[Data listing]
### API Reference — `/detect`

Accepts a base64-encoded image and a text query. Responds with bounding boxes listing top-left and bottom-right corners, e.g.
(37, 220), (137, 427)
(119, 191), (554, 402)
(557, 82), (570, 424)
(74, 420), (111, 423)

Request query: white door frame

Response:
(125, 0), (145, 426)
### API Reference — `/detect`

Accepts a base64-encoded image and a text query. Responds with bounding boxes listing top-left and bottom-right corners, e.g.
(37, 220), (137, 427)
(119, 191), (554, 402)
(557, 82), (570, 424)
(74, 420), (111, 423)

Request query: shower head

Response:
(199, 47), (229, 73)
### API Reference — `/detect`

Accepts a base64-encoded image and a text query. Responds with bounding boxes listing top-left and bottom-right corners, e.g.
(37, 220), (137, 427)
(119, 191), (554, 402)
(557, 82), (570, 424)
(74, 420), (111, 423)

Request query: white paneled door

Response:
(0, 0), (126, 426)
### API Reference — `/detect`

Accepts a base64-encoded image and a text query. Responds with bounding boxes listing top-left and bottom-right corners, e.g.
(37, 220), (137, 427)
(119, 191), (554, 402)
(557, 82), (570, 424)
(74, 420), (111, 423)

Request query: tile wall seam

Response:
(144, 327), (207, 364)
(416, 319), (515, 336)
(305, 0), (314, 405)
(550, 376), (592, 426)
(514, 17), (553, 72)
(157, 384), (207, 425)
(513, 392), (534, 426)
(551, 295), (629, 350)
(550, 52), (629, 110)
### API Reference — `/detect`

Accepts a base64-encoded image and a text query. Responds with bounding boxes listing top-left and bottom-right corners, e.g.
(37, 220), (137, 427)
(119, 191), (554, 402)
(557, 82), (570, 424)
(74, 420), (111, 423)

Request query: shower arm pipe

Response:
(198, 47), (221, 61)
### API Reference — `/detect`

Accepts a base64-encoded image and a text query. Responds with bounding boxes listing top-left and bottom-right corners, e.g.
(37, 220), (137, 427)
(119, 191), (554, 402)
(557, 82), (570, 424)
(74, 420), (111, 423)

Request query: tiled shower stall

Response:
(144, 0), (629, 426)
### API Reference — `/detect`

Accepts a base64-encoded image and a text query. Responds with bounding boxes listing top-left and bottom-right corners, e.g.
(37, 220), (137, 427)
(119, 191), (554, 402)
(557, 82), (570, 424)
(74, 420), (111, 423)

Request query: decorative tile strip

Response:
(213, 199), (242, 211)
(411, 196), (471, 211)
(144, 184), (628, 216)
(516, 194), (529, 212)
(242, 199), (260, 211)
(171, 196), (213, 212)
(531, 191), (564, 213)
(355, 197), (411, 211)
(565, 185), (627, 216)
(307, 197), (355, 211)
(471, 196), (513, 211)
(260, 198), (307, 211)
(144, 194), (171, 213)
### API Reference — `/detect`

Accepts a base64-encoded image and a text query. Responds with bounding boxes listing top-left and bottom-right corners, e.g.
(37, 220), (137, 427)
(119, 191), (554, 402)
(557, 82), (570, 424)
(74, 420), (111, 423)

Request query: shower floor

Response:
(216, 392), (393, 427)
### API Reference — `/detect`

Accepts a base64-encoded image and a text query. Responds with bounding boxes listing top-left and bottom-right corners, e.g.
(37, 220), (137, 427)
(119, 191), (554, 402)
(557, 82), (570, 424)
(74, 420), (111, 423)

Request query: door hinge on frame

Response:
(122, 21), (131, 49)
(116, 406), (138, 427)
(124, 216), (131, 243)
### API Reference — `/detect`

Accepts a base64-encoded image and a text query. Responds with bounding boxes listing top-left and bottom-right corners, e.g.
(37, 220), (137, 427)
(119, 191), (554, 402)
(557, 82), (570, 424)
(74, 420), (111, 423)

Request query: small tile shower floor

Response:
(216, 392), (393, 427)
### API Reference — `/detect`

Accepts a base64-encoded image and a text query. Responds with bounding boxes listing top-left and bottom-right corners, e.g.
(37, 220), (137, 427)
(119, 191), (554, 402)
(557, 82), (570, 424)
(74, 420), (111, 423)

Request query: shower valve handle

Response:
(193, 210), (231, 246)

■ Goal: Extract every entry in the listing word for word.

■ Full response:
### API Reference — `/detect`

Accepts a base64-encoded image and a text query. Responds with bounding boxes listing top-left and bottom-right corners, e.g.
(37, 220), (137, 427)
(119, 191), (554, 402)
(557, 82), (570, 424)
(74, 420), (111, 423)

Request query: white door frame

Response:
(125, 0), (145, 426)
### API Reference — `/detect`

Accepts a base64-encoded image and a text query. Responds with bounding boxes listing top-left and bottom-right corners, e.g.
(37, 220), (137, 427)
(119, 191), (554, 402)
(557, 82), (570, 424)
(74, 420), (111, 423)

Request query: shower head

Response:
(199, 47), (229, 73)
### API Reference — `/detect`

Accepts a base64-encoded image and a text query. Responds with bounding boxes listing top-left and bottom-right corners, e.g.
(37, 220), (137, 427)
(119, 191), (554, 402)
(557, 82), (570, 424)
(74, 420), (111, 423)

Request query: white paneled door

Response:
(0, 0), (126, 426)
### API Reference — `/detect`

Accepts a base64-encoded image and a text query. Responds with bounding boxes listing top-left and bottom-right corners, e.g.
(37, 220), (137, 427)
(119, 191), (554, 402)
(557, 82), (570, 424)
(74, 420), (111, 423)

Request query: tile wall seam

Response:
(144, 327), (207, 364)
(416, 319), (515, 336)
(305, 0), (314, 405)
(550, 376), (592, 426)
(514, 17), (553, 72)
(157, 384), (207, 425)
(513, 392), (534, 426)
(551, 295), (629, 350)
(550, 52), (629, 110)
### API Reference — `/detect`

Accepts a base64-encoded image and a text query. Responds with bounding boxes listing top-left and bottom-right corners, e.g.
(37, 220), (137, 427)
(119, 191), (554, 402)
(557, 82), (570, 424)
(74, 420), (111, 423)

Request query: shower arm pipe

Response:
(198, 47), (221, 61)
### API Reference — `/detect`

Accepts a base64-encoded image and a text query. Responds with bounding boxes listing top-left and bottom-right corners, e.g.
(37, 220), (137, 427)
(119, 191), (554, 402)
(557, 82), (570, 424)
(74, 420), (111, 423)

Request query: tiled shower stall

Response:
(144, 0), (629, 426)
### API Reference — `/detect`

Accepts a base64-encoded image and a text query. Responds with bounding boxes listing top-left and bottom-right corners, e.g.
(37, 220), (137, 427)
(119, 191), (554, 402)
(557, 82), (570, 424)
(74, 420), (111, 423)

Request query: decorative tile strip

Response:
(213, 199), (242, 211)
(411, 196), (471, 211)
(144, 184), (628, 216)
(516, 194), (529, 212)
(242, 199), (260, 211)
(171, 196), (213, 212)
(531, 191), (564, 213)
(355, 197), (411, 211)
(565, 185), (627, 216)
(307, 197), (355, 211)
(471, 196), (513, 211)
(260, 198), (307, 211)
(144, 194), (171, 213)
### API Reference — `/detect`

Accepts a base64-encoded image and a text query. Responds with bounding boxes listing top-left and bottom-right corners, e.g.
(37, 220), (137, 427)
(119, 191), (554, 402)
(557, 82), (570, 424)
(74, 420), (111, 423)

Request query: shower floor

Response:
(216, 392), (393, 427)
### API Reference — `/detect`

Accepts a base64-encoded image and a text query. Responds with bounding boxes listing top-left and bottom-right corners, e.g.
(37, 220), (137, 427)
(119, 191), (554, 402)
(557, 82), (570, 424)
(74, 420), (111, 423)

Request query: door hinge on frame

Response:
(122, 21), (131, 49)
(116, 406), (138, 427)
(124, 216), (131, 243)
### API Reference — `/detect`

Accepts a base64-encoded image and a text query. Responds with bounding boxes listing top-left and bottom-right corners, e.g.
(37, 220), (137, 427)
(119, 191), (554, 402)
(557, 82), (570, 424)
(74, 420), (111, 423)

Request query: small tile shower floor

Response:
(216, 392), (393, 427)
### API Reference — `/detect`

Accepts a base64-encoded image and a text query. Responds with bounding boxes listing top-left and bottom-right corners, e.g.
(37, 220), (137, 427)
(119, 191), (554, 402)
(557, 82), (570, 424)
(74, 420), (111, 423)

Request query: shower valve handle

Response:
(193, 210), (231, 246)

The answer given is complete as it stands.